Your objective: Reproduce all the entries exactly and keep the pictures out.

···

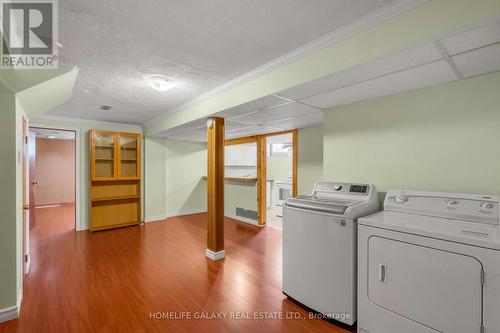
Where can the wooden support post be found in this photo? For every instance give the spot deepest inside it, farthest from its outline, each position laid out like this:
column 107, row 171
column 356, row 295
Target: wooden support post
column 261, row 180
column 215, row 206
column 295, row 143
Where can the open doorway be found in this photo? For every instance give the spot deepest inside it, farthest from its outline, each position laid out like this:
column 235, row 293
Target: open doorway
column 279, row 184
column 52, row 173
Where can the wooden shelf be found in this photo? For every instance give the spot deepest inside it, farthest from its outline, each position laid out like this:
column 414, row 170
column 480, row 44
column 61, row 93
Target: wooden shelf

···

Answer area:
Where can the wooden support post be found in this photo? For every instance give the spot deepest inside it, farthest from its outline, each position laid out like this:
column 107, row 171
column 356, row 295
Target: wooden support post
column 261, row 180
column 215, row 206
column 295, row 143
Where can the open doorway be found in this photo? For every instance give the spot deepest inside it, farthest from its outline, each position laid out like this:
column 235, row 293
Target: open doorway
column 279, row 184
column 52, row 173
Where can the wooden shelf be found in this photo? For every instance give the spot deepest inside it, farthest from its outline, each position laid out like this:
column 414, row 170
column 480, row 44
column 61, row 93
Target: wooden shelf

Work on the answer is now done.